Excerpt to read:
### Erik Holmgren
2018-10-04  
CS425: Assignment 3  
Dr. Hamid Chitsaz  

### 1:  Implementing the forward algorithm

In [3]:
import numpy as np

In [4]:
seq = [0.1, 0.3, 0.2, 0.4, 0.7, 0.9, 1, 1, 0.8, 0.9]
states = ['r', 'o'] # r -> hyper, o -> hypo
emissions = {0 : {'r' : 0.8, 'o' : 0.2}, 1 : {'r' : 0.2, 'o' : 0.8}}
transitions = {'r' : {'r' : 0.9, 'o' : 0.1}, 'o' : {'r' : 0.1, 'o' : 0.9}, 's' : {'r' : 0.5, 'o' : 0.5}}

In [174]:
def forward(X, Q, A, E):
    """
    X - emission sequance
    Q - state list
    A - state transition matrix
    E - emission probibility matrix
    """
    
    X = np.copy(np.round(X)) # we consider x in [0, .5] low and x in (.5, 1] high
    
    f = np.zeros((len(X), len(Q)))

Records shown:
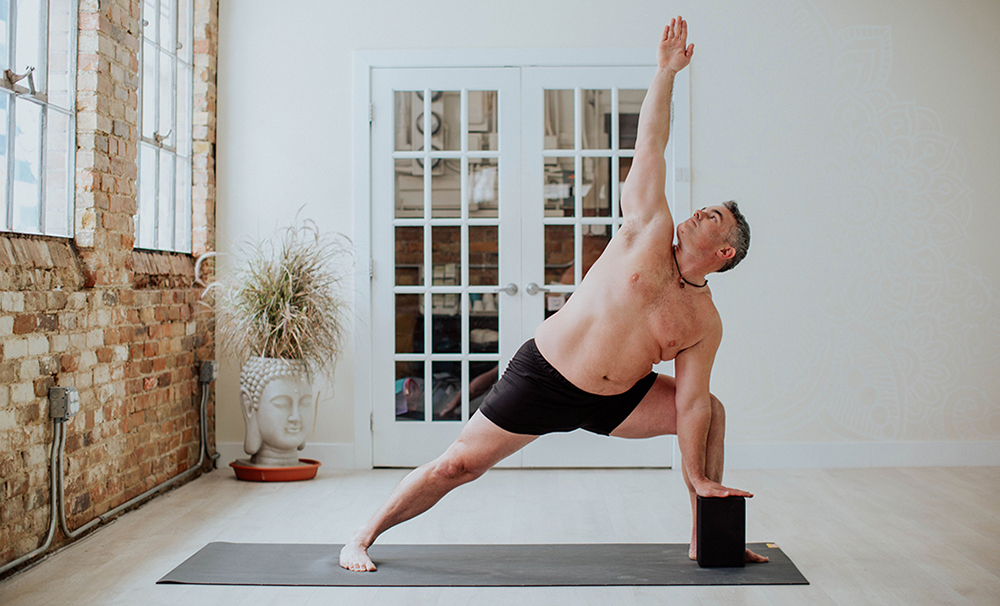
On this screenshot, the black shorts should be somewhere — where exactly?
[479,339,656,436]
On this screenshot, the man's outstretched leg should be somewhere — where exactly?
[340,411,538,572]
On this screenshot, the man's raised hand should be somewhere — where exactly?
[657,16,694,72]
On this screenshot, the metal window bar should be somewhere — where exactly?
[4,2,17,231]
[136,0,194,251]
[0,0,77,236]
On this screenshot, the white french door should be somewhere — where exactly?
[371,67,690,467]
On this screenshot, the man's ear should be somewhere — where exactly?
[240,391,263,455]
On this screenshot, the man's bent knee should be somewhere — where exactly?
[430,451,487,484]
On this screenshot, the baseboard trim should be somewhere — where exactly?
[726,441,1000,469]
[218,441,1000,476]
[216,442,355,469]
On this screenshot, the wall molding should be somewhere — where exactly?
[218,441,1000,470]
[720,441,1000,470]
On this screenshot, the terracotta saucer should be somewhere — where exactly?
[229,459,320,482]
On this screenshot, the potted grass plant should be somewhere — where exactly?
[216,221,351,480]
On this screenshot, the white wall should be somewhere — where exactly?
[217,0,1000,462]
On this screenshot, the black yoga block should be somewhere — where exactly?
[698,496,747,568]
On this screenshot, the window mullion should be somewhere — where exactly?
[38,105,49,234]
[7,97,17,230]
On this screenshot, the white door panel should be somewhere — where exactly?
[371,67,690,467]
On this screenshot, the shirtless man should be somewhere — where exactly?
[340,17,768,572]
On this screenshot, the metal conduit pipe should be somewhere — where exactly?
[0,419,63,574]
[0,362,219,575]
[58,380,219,539]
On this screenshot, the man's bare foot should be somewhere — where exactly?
[688,541,771,564]
[340,540,375,572]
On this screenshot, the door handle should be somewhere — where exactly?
[493,282,517,297]
[524,282,551,296]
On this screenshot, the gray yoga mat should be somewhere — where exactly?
[157,543,809,587]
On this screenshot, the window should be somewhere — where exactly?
[136,0,193,252]
[0,0,77,236]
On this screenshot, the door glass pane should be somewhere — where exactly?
[394,91,424,151]
[544,90,575,149]
[618,89,646,149]
[395,159,424,219]
[395,362,424,421]
[396,294,424,353]
[469,90,500,151]
[13,98,42,232]
[469,225,500,286]
[432,90,462,151]
[469,361,500,417]
[45,109,69,236]
[431,361,462,421]
[544,158,576,217]
[431,293,462,353]
[580,158,611,217]
[469,293,500,353]
[431,158,462,219]
[469,158,500,219]
[583,90,611,149]
[396,227,424,286]
[545,225,573,284]
[431,226,462,286]
[582,225,611,276]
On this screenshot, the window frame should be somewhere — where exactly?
[134,0,195,254]
[0,0,80,238]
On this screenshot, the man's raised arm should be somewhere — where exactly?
[621,17,694,224]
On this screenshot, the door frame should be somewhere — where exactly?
[353,49,691,469]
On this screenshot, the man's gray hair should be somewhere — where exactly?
[719,200,750,273]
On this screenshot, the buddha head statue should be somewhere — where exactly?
[240,357,316,467]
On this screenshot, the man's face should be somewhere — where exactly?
[677,205,736,262]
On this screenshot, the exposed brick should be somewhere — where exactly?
[0,0,218,576]
[14,314,38,335]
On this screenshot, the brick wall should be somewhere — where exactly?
[0,0,218,576]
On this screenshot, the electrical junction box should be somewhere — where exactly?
[49,387,80,421]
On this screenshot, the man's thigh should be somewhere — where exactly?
[611,375,677,439]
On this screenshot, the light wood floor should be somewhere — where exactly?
[0,467,1000,606]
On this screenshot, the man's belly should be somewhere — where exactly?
[535,310,660,395]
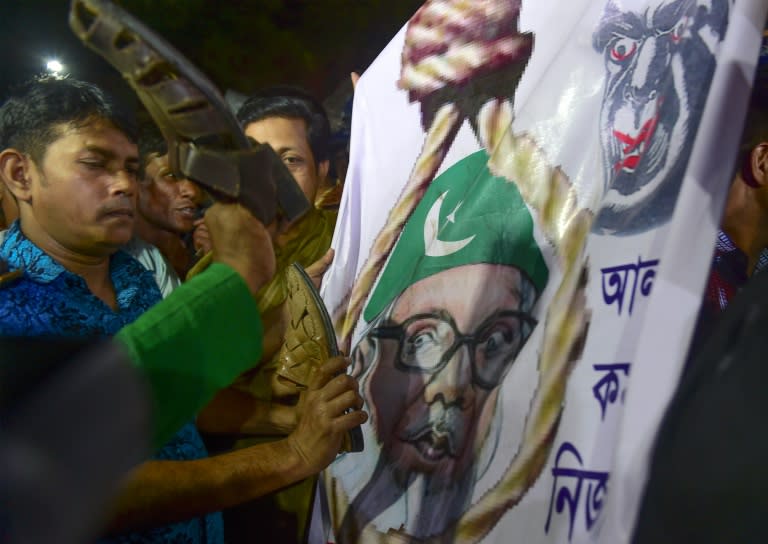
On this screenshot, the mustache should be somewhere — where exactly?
[400,401,466,457]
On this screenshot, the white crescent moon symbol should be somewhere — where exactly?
[424,191,476,257]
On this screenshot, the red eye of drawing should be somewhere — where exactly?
[611,38,637,62]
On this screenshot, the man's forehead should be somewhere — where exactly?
[49,117,138,161]
[245,116,309,148]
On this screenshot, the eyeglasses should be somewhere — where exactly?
[370,310,537,389]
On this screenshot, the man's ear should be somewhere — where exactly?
[317,159,331,189]
[0,148,32,202]
[749,142,768,187]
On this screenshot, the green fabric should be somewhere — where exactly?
[363,151,549,322]
[115,263,264,447]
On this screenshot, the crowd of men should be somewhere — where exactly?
[0,73,358,543]
[0,22,768,544]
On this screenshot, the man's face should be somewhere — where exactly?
[366,264,530,485]
[139,154,203,235]
[22,118,139,256]
[245,117,328,202]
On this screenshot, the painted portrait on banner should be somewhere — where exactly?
[593,0,729,234]
[318,0,752,543]
[320,0,592,542]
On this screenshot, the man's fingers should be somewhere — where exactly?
[325,389,363,417]
[333,410,368,433]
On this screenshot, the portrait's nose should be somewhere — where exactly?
[424,344,472,408]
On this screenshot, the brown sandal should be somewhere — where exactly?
[276,263,363,452]
[69,0,310,225]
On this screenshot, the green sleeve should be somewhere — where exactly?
[115,263,263,448]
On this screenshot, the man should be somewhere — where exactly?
[136,125,209,280]
[197,86,335,543]
[690,92,768,355]
[331,151,548,542]
[0,78,364,543]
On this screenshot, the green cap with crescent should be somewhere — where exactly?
[363,150,549,323]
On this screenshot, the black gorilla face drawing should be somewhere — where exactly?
[593,0,728,234]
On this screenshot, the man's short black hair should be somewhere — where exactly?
[138,118,168,179]
[237,85,331,164]
[0,76,136,163]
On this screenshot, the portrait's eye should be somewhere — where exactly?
[405,329,439,357]
[669,17,688,43]
[610,38,637,62]
[402,319,454,370]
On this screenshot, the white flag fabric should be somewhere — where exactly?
[311,0,766,544]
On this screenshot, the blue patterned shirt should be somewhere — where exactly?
[0,222,224,544]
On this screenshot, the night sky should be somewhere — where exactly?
[0,0,423,111]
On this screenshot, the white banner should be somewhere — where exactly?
[311,0,766,544]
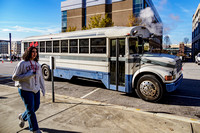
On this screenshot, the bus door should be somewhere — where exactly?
[110,38,125,91]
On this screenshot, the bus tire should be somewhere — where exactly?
[136,75,164,102]
[42,65,51,81]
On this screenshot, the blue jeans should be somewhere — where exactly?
[18,89,40,131]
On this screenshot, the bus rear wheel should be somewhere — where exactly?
[136,75,164,102]
[42,65,51,81]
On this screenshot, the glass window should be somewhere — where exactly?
[40,42,45,52]
[24,42,29,51]
[69,39,78,53]
[53,41,59,53]
[110,39,116,57]
[119,39,125,57]
[46,41,52,53]
[61,40,68,53]
[129,38,138,54]
[79,39,89,53]
[91,38,106,54]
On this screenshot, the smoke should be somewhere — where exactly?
[139,7,163,35]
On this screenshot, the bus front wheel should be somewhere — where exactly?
[136,75,164,102]
[42,65,51,81]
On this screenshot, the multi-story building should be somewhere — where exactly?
[61,0,162,32]
[0,40,9,54]
[11,41,21,56]
[192,4,200,60]
[61,0,163,49]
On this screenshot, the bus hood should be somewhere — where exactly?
[141,53,180,68]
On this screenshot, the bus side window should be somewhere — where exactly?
[129,38,138,54]
[69,39,78,53]
[91,38,106,54]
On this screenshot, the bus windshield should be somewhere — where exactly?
[129,38,150,55]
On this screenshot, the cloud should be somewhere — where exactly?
[156,0,167,10]
[169,14,180,21]
[176,4,190,13]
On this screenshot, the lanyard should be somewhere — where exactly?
[29,61,37,85]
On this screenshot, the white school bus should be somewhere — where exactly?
[22,26,183,102]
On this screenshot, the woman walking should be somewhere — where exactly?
[12,47,45,133]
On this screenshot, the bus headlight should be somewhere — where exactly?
[165,75,176,81]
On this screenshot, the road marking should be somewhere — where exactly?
[81,88,101,98]
[170,95,200,100]
[0,77,12,80]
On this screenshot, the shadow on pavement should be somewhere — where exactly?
[40,128,80,133]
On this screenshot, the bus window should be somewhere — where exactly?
[53,41,59,53]
[91,38,106,54]
[61,40,68,53]
[119,39,125,57]
[129,38,138,54]
[79,39,89,53]
[24,42,29,51]
[110,39,125,57]
[69,39,78,53]
[40,42,45,52]
[46,41,52,53]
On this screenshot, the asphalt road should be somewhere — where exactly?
[0,62,200,119]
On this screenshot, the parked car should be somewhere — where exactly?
[195,53,200,65]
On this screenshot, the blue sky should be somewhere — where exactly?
[0,0,200,44]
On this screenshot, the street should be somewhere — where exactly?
[0,62,200,119]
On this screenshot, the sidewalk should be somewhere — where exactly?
[0,85,200,133]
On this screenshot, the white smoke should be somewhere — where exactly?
[139,7,163,35]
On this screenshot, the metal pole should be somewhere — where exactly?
[50,56,55,103]
[115,39,119,91]
[9,33,12,61]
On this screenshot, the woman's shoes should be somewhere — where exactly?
[18,114,25,128]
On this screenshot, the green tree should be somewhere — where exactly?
[82,14,114,30]
[127,13,142,27]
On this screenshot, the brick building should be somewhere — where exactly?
[61,0,162,32]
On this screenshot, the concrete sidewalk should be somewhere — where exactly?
[0,85,200,133]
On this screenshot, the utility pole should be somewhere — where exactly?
[9,33,12,61]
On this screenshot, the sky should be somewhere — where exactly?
[0,0,200,44]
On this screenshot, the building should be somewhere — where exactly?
[61,0,163,49]
[0,40,21,60]
[164,43,192,58]
[192,4,200,61]
[61,0,162,32]
[0,40,10,59]
[11,41,21,56]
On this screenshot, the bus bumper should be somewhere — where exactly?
[166,74,183,92]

Task: Please rewrite the part of the forward algorithm assignment that opens with "X - emission" and closes with "f = np.zeros((len(X), len(Q)))", replacing "state list" with "list of states".

Correct response:
X - emission sequance
    Q - list of states
    A - state transition matrix
    E - emission probibility matrix
    """
    
    X = np.copy(np.round(X)) # we consider x in [0, .5] low and x in (.5, 1] high
    
    f = np.zeros((len(X), len(Q)))